Companies in the middle three quintiles have a less than 10 per cent chance of moving to the top quintile, says the book. It goes on to identify key factors that contribute to an average company’s ability to move up the power curve and the key idea here is that big moves (not incremental moves) around five areas — capital re-allocation, M&A, productivity improvement, moves to differentiate and capital infusion — are most correlated to winning strategies.

According to the McKinsey strategists, CEOs should focus their resources on one or two businesses instead of spreading it like peanut butter on toast across 8-10 businesses. “You’re far more likely to make a major move up the power curve if one or two businesses break out. Spreading resources evenly gives too much to those businesses that are unlikely to succeed in a significant way while depriving the one or two that could turn into huge opportunities,” Smit explains. The social side of strategy, where managers come with their own agendas, can influence resource allocation which CEOs should resist.

Finally, Smit says corporates require eight big shifts in the way they prepare strategy in order to be assured of success. The shifts are: from annual planning to strategy as a journey; from saying “yes” to all plans to debating real alternatives; from a “peanut butter” approach of spreading resources to picking the 1-in-10s; from merely approving budgets to making “big moves”; from budget inertia to liquid resources; from sandbagging or risk-avoidance to open-risk portfolios; from “you are your numbers” to a holistic perspective on performance and, lastly, from long-range planning to forcing the first step.

Instructions:
a - From the corporate strategy passage, return verbatim the stretch that begins at the words "Finally, Smit says" and ends after the words "the first step.".
b - Answer these questions using the corporate strategy passage:
(i) What chance does the book give companies in the middle three quintiles of moving to the top quintile?
(ii) On how many businesses do the McKinsey strategists say CEOs should focus their resources?
(iii) How many big shifts does Smit say corporates require in the way they prepare strategy?

Data records:
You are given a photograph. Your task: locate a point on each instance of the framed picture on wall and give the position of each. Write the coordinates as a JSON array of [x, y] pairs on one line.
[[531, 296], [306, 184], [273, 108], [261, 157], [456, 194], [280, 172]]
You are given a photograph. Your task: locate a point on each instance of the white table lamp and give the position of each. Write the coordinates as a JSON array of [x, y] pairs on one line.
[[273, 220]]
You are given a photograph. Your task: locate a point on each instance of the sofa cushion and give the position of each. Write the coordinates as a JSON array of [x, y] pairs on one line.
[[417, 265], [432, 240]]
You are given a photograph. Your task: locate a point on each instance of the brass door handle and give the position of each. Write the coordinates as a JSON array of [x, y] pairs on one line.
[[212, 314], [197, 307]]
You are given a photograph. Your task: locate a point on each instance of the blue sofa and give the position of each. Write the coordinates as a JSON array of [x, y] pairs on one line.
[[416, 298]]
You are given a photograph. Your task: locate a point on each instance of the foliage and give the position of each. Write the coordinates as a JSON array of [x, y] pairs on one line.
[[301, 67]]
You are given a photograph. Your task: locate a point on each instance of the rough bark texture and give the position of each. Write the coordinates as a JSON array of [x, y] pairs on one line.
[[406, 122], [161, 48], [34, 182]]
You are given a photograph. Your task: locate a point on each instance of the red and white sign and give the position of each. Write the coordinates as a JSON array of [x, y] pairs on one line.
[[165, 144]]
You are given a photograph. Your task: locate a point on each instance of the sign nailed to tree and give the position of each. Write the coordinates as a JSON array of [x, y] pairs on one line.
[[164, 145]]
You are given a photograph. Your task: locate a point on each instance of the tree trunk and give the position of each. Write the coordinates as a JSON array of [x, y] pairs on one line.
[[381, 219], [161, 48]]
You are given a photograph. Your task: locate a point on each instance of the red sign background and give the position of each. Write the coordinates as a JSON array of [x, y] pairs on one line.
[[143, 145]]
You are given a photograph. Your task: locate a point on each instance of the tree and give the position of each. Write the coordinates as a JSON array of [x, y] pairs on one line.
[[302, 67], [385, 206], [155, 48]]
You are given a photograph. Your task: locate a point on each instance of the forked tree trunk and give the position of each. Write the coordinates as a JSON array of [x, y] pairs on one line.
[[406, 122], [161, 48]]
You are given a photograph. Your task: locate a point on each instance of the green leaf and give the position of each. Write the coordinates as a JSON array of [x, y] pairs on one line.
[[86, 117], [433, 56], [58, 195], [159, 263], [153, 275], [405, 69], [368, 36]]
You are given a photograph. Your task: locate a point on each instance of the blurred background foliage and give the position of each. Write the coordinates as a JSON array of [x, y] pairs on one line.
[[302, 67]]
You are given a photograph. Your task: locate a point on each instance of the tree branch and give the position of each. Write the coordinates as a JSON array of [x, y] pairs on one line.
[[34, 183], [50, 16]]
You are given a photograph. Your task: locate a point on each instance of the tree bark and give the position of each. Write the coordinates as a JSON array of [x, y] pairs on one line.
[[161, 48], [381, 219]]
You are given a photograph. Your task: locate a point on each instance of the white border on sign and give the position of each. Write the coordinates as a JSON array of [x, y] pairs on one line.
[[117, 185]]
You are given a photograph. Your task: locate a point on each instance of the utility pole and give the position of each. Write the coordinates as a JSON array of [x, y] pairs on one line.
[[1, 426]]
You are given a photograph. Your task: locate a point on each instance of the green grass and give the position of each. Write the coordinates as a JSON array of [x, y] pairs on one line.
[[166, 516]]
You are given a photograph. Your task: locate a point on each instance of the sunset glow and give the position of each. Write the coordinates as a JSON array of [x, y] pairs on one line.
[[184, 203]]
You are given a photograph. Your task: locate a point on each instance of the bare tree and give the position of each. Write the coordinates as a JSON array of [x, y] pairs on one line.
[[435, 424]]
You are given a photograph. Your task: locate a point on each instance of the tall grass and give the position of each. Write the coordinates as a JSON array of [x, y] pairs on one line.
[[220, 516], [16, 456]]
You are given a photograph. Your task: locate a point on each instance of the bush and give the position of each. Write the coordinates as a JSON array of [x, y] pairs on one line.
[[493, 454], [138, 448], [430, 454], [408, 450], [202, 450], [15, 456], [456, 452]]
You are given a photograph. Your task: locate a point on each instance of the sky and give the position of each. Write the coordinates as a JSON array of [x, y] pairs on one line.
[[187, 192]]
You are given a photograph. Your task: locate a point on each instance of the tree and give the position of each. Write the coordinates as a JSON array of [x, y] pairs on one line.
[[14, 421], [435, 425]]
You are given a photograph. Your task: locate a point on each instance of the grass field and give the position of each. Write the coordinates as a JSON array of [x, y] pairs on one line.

Exercise answers:
a -
Finally, Smit says corporates require eight big shifts in the way they prepare strategy in order to be assured of success. The shifts are: from annual planning to strategy as a journey; from saying “yes” to all plans to debating real alternatives; from a “peanut butter” approach of spreading resources to picking the 1-in-10s; from merely approving budgets to making “big moves”; from budget inertia to liquid resources; from sandbagging or risk-avoidance to open-risk portfolios; from “you are your numbers” to a holistic perspective on performance and, lastly, from long-range planning to forcing the first step.

b -
(i) Less than 10 per cent.
(ii) One or two.
(iii) Eight.